Text provided:
Five questions about the research programme Citizenship, Migration and Global Transformations
The research teams have been set up, collaborations have been initiated, projects kicked off, the first start-up grants have been received and the websites are up and running. The Citizenship, Migration and Global Transformations programme, which consists of the two pillars Social Citizenship and Migration and Global Transformations and Governance Challenges, is beginning to take shape. Time for a closer look at the programme via coordinators Olaf van Vliet and Antonaeta Dimitrova.
What does the incentive programme entail?
Olaf van Vliet: 'In the Social Citizenship and Migration programme, we investigate how developments in the field of immigration and social citizenship offer challenges and opportunities for the governance of societies. Various issues related to citizenship (e.g. housing, social conflicts over ideologies, exercising rights) have become more complex as a result of recent developments in immigration. These issues have, of course, been studied before, but not sufficiently in conjunction and not from different, integrated perspectives. Major social issues concerning citizenship and migration require an interdisciplinary approach. In this programme, researchers from various disciplines work together: public administration, economics, law, history and anthropology.
Antoaneta Dimitrova: 'Global Transformations and Governance Challenges (GTGC) is one of the many areas where Leiden University provides impulses for further research to consortia of scientists from the university who are working on a theme. In our case, with colleagues Isabelle Duyvensteyn and Daniël Thomas, we were interested in the challenges that global changes such as trade and globalisation, the spread of information with information technologies, climate change, to name but a few, pose to democracy, to citizens and to governance. Simply put, how do we overcome the problems for collective action and govern the world in a way that involves citizens, strengthens rather than weakens democracy and develops global governance in a sustainable way?'
What is the purpose of the programme?
Van Vliet: 'To develop innovative thematic and methodological approaches in the field of citizenship and migration. We aim to achieve new scientific insights with which we can make socially relevant contributions to policymakers. We will do this by further developing the network of researchers working in this field. We will cooperate on research and join forces to set up new research projects. Furthermore, the incentive programmes for our programme offer a wonderful opportunity to further strengthen the ties with our colleagues from the Global Transformations and Governance Challenges programme.

Supplied information:
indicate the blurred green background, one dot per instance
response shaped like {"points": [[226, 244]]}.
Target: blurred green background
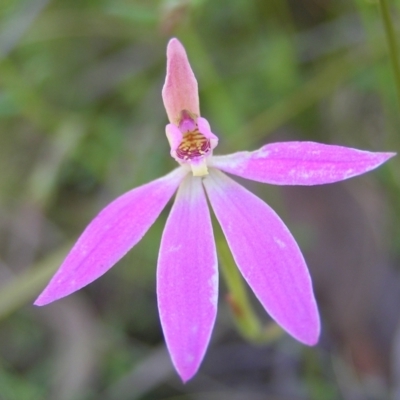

Directions for this task: Pick up the interview about the Citizenship, Migration and Global Transformations research programme at the top of this page, before the material, and keep it going from its last sentence.

Expected answer:
Dimitrova: 'The aim of the programme is to develop research in this area that connects different scholars from the university's institutes and faculties, to create new networks and collaborative practices, and to develop the conversation with international scholars on these important issues. Ultimately, we want to contribute to the scientific and policy debate and move the global conversation forward.'
What is your role as coordinators?
Van Vliet: 'My role is to bring together the different components and researchers in the programme. By establishing new collaborations between different disciplines, we strive to create innovative insights. I also conduct research myself and supervise PhD students who are working on their doctoral thesis in various fields of Social Citizenship and Migration. It is also important to coordinate our activities with the activities of the Leiden-Delft-Erasmus Centre Governance of Migration and Diversity.
Dimitrova: 'For me the same applies: finding connections within the university and the other teams and since we have Jan Aart Scholte as GTGC professor supporting him in putting together the different aspects of our research cooperation so that the GTGC area grows and develops.
The programme has been running for a while now, how is it going?
Van Vliet: 'We have built up a sizeable team of researchers and we are working hard on innovative and interesting research. The first seminars have been held, the first studies have been presented and the first research proposals have been developed.
Dimitrova: 'After a year, our group has been greatly strengthened by the arrival of GTGC professor Jan Aart Scholte and the GTGC team, which consists of a number of young scientists. Together with the networks that have already formed across the faculties around important themes, the research area is definitely developing. There are many new ideas and projects, and the first start-up grants have also been awarded.'
What are the goals for the coming period?
Van Vliet: 'Now that the research has largely been set up, we are cautiously entering the phase in which we can collect the first research results. We will then publish them in scientific journals. In addition, we will focus on creating impact. For example, we will provide policy advice, in which we will also involve civil society.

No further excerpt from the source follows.